TASK GOAL →
In the ftrace patch reply, translate this sentence into Spanish: "My solution is clearly a hack but it has the benefits of requiring quite small and straightforward changes to the kernel and the really ugly things are then done in user space."

EXCERPT TO READ →
══════════════════════════════
Re: [PATCH v2 1/4] ftrace: Implement fs notification for preempt/irqsoff tracers

From: Viktor Rosendahl
Date: Sun May 05 2019 - 18:40:05 EST


On 5/4/19 6:47 PM, Joel Fernandes wrote:
> On Wed, May 01, 2019 at 10:36:47PM +0200, Viktor Rosendahl wrote:
>> immediately after each other in spite of the fact that the
>> preempt/irqsoff tracers operate in overwrite mode.
>>
>> Signed-off-by: Viktor Rosendahl <viktor.rosendahl@xxxxxxxxx>
>
> I agree with the general idea, but I don't really like how it is done in the
> patch.
>

Can you explain more precisely what you agree with?

The general idea of being able to trace bursts of latencies?

Or the slightly more specific idea of notifying user space when
/sys/kernel/debug/tracing/trace has new data, and let user space do the rest?

> We do have a notification mechanism already in the form of trace_pipe. Can we
> not improve that in some way to be notified of a new trace data? In theory,
> the trace_pipe does fit into the description in the documentation: "Reads
> from this file will block until new data is retrieved"
>

I am not quite sure what kind of solution you are after here. Could you be more
specific?

I think that it would be weird if we used trace_pipe to send a message with
the meaning "new data is available in the trace file". To me this would seem
like (re)inventing a special purpose alternative to inotify.

Another option would be to allow the user to consume the the latency traces
directly from trace_pipe, without using the trace file. This would make sense
to me and would indeed be a much better solution. If somebody is able to make
such an implementation I am all for it.

However, I do not know how to do this. I believe that it would lead towards a
significant rewrite of the latency tracers, probably also how the ftrace
buffering works.

My solution is clearly a hack but it has the benefits of requiring quite
small and straightforward changes to the kernel and the really ugly things are
then done in user space.

>>
>> + config PREEMPTIRQ_FSNOTIFY

> Does this have to be a CONFIG option? If prefer if the code automatically
> does the notification and it is always enabled. I don't see any drawbacks of
> that.
>

I was just thinking that sending fsnotify events to a sysfs file is a bit off
the beaten track and I figured that some people would like to opt out.
══════════════════════════════
DATASET →
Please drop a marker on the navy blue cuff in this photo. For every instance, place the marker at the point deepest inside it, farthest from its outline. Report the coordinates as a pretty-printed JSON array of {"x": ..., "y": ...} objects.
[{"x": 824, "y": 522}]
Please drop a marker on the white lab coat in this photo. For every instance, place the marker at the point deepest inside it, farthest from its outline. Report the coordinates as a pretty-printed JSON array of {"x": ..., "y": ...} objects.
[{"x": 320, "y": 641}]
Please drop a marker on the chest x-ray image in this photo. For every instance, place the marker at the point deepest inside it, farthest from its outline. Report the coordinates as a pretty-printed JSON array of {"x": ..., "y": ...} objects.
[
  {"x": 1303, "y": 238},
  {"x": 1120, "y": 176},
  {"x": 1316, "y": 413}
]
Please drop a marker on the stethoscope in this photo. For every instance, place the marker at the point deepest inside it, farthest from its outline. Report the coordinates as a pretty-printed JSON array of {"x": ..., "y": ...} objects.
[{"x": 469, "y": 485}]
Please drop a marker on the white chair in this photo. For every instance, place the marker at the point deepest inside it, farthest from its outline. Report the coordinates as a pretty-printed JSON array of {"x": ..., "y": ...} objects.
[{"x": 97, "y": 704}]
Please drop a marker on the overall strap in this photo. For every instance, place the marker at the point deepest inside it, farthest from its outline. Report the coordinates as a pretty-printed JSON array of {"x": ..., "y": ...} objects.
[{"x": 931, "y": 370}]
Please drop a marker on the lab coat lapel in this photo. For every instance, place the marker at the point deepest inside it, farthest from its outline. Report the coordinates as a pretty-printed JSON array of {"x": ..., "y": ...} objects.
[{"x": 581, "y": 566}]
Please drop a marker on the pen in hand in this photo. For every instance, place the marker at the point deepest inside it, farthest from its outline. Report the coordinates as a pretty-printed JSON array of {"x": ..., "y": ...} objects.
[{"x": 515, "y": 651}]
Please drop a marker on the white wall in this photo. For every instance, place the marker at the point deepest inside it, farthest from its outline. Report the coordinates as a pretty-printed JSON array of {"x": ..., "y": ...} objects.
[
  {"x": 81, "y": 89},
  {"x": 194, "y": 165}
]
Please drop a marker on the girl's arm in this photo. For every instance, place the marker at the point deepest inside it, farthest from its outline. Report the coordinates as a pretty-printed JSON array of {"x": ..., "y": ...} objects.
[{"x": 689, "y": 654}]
══════════════════════════════
CORRECT ANSWER →
Mi solución es claramente un apaño, pero tiene las ventajas de requerir cambios bastante pequeños y sencillos en el kernel, y las cosas realmente feas se hacen luego en el espacio de usuario.